EXERCISE TASKS:
1: In the excerpt on document factories, restate the part that opens with the words containing "Suppose you have" and closes with "in the subfactories).", substituting "component factories" for "subfactories".
2: According to the excerpt on document factories, what does HtmlDocumentFactory use as the document title when no HTML title is present?

:: EXCERPT TO READ ::

Other examples of document factories

Other implementations of document factories that are provided with MG4J are:

  • HtmlDocumentFactory: a factory used to parse HTML documents; this factory produces documents by parsing HTML streams. Bytes are converted into characters using a specified encoding; the resulting HTML character sequence is parsed to extract text (that is returned as a textual field named text) and title (the HTML title element, returned as a textual field named title). The title, if present, is also used as document title (otherwise, the suggested title is used). Note that a document collection might have information about the charset encoding (e.g., by means of HTTP headers): in this case the metadata field of DocumentFactory.getDocument(java.io.InputStream,it.unimi.dsi.fastutil.objects.Reference2ObjectMap) should pass this information.
  • The package it.unimi.di.big.mg4j.document.tika provides factories based on Tika.

Composing document factories

As we said, many document factories interpret the raw content data (an InputStream, i.e., a sequence of bytes) as if it is really made by a concatenation of many InputStreams, where each stream is typically parsed to a field; to pass from one stream to the next, the InputStream.reset() method is called.

Suppose you have n document factories D1, …, Dn, with f1, …, fn fields, respectively. One may want to build a new factory with f1+…+fn fields, where each document is produced by composing the document factories D1, …, Dn sequentially: in other words, the raw data are first passed to the first factory (that extracts f1 fields, typically resetting the stream as many times), then it is passed to the second factory (that extracts f2 fields) etc.

The CompositeDocumentFactory does the job, and also allows one to change the field names (that are otherwise named as they were in the subfactories).

:::
:: PROVIDED INFORMATION ::

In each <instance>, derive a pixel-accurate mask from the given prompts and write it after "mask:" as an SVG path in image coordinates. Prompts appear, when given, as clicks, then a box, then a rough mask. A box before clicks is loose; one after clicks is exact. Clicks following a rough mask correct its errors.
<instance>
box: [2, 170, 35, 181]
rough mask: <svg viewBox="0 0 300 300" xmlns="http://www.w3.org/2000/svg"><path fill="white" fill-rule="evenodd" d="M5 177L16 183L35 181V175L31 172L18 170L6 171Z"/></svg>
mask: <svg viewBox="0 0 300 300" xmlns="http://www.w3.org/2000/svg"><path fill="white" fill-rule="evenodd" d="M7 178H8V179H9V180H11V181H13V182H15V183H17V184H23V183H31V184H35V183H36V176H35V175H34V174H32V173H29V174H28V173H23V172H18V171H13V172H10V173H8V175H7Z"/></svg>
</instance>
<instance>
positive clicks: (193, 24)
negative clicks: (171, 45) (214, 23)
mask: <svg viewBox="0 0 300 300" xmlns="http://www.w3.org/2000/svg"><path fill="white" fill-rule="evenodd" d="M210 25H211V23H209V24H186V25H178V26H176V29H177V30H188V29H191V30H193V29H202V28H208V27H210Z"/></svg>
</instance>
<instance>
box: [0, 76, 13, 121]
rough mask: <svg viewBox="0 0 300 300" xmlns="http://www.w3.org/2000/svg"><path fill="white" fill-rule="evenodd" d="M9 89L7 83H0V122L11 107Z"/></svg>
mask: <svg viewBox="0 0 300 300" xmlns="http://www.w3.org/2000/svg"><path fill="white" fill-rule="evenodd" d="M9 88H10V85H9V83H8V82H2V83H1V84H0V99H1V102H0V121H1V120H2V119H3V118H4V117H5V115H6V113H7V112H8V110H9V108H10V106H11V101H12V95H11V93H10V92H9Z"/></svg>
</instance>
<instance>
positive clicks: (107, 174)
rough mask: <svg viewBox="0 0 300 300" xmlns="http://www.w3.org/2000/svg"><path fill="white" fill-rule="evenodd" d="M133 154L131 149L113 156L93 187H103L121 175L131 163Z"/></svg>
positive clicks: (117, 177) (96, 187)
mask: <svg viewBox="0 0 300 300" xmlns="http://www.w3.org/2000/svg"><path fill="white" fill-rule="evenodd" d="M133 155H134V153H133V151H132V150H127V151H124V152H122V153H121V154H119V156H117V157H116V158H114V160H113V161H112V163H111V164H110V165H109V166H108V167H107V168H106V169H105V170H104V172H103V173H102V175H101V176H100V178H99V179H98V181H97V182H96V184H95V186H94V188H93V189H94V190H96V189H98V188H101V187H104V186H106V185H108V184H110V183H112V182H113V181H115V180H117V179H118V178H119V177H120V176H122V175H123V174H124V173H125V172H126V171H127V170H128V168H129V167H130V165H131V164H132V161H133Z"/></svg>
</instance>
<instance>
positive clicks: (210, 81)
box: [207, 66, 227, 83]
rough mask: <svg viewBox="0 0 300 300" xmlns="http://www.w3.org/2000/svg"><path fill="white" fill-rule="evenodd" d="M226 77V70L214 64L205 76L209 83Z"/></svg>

:::

ANSWERS FOR THIS EXERCISE:
1:
Suppose you have n document factories D1, …, Dn, with f1, …, fn fields, respectively. One may want to build a new factory with f1+…+fn fields, where each document is produced by composing the document factories D1, …, Dn sequentially: in other words, the raw data are first passed to the first factory (that extracts f1 fields, typically resetting the stream as many times), then it is passed to the second factory (that extracts f2 fields) etc.

The CompositeDocumentFactory does the job, and also allows one to change the field names (that are otherwise named as they were in the component factories).

2: The suggested title.